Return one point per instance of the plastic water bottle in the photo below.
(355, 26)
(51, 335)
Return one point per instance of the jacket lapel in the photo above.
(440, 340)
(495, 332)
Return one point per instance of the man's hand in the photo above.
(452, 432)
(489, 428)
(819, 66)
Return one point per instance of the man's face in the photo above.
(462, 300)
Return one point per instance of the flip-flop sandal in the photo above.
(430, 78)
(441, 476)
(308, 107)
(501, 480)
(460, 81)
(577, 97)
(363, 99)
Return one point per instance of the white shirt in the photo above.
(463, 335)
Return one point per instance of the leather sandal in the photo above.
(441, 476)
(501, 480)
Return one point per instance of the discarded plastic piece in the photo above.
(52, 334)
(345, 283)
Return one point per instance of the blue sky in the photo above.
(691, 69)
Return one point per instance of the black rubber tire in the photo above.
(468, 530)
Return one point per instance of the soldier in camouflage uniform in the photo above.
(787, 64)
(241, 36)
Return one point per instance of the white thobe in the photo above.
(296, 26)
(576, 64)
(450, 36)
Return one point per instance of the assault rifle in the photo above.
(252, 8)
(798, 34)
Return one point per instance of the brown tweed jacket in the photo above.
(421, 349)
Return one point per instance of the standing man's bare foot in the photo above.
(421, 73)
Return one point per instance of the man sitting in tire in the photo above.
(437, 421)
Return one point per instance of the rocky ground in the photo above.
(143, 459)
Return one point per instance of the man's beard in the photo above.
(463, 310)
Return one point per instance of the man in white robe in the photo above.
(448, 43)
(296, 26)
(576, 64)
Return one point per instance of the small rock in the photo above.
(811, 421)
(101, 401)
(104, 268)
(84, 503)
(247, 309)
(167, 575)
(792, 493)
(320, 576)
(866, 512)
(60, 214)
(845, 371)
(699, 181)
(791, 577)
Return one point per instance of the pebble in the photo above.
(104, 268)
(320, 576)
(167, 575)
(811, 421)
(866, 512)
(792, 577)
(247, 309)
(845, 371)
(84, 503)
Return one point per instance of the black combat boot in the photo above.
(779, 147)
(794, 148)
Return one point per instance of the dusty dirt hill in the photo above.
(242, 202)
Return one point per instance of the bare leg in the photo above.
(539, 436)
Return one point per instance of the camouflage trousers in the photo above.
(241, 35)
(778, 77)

* Aim of the task
Your answer must be the full set of records above, reproduced exactly.

* Answer below
Return one point per instance of the plastic water bottle in the photo below.
(355, 26)
(51, 335)
Return one point per instance of the jacket lapel in the photo above.
(440, 340)
(495, 332)
Return one point per instance of the man's hand in the photo above.
(452, 432)
(489, 428)
(819, 66)
Return one point per instance of the man's face in the photo above.
(462, 300)
Return one point per instance of the flip-flop sandal in the photo above.
(430, 78)
(441, 476)
(308, 107)
(501, 480)
(460, 81)
(577, 97)
(363, 99)
Return one point per instance of the white shirt in the photo above.
(463, 335)
Return one point per instance of the leather sandal in the photo above.
(441, 476)
(501, 480)
Return one point per instance of the discarded plastic piece in the photo above.
(52, 334)
(345, 283)
Return one point per instance of the blue sky in the photo above.
(691, 69)
Return one point per instance of the black rubber tire in the photo above.
(468, 530)
Return one point per instance of the soldier in camouflage uniform in the photo above.
(787, 64)
(241, 36)
Return one point per instance of the white thobe in the photo above.
(296, 26)
(576, 64)
(450, 36)
Return one point per instance of the assault rifle in the photo above.
(252, 8)
(798, 34)
Return one point per instance of the brown tweed jacket in the photo above.
(421, 349)
Return one point per instance of the standing man's bare foot in the photo above.
(421, 73)
Return one point per instance of the man sitting in tire in the photo above.
(437, 421)
Return one point per instance of the rocky ground in the photo above.
(143, 459)
Return one point per instance of the man's beard in the photo above.
(463, 310)
Return one point per instance of the man in white robe in the photo above.
(448, 43)
(296, 26)
(576, 64)
Return one point per instance of the small rock in the photo above.
(811, 421)
(101, 401)
(104, 268)
(84, 503)
(247, 309)
(167, 575)
(792, 493)
(320, 576)
(866, 512)
(60, 214)
(845, 371)
(699, 181)
(791, 577)
Return one point per instance of the pebble in the photo above.
(104, 268)
(320, 576)
(167, 575)
(811, 421)
(866, 512)
(792, 577)
(247, 309)
(845, 371)
(84, 503)
Return one point per instance of the black combat boot in the photo above.
(779, 147)
(794, 148)
Return one point per instance of the dusty dirt hill in the photo above.
(242, 202)
Return one point per instance of the bare leg in the photo above.
(539, 436)
Return one point per instance of the camouflage trousers in the photo above.
(241, 35)
(778, 77)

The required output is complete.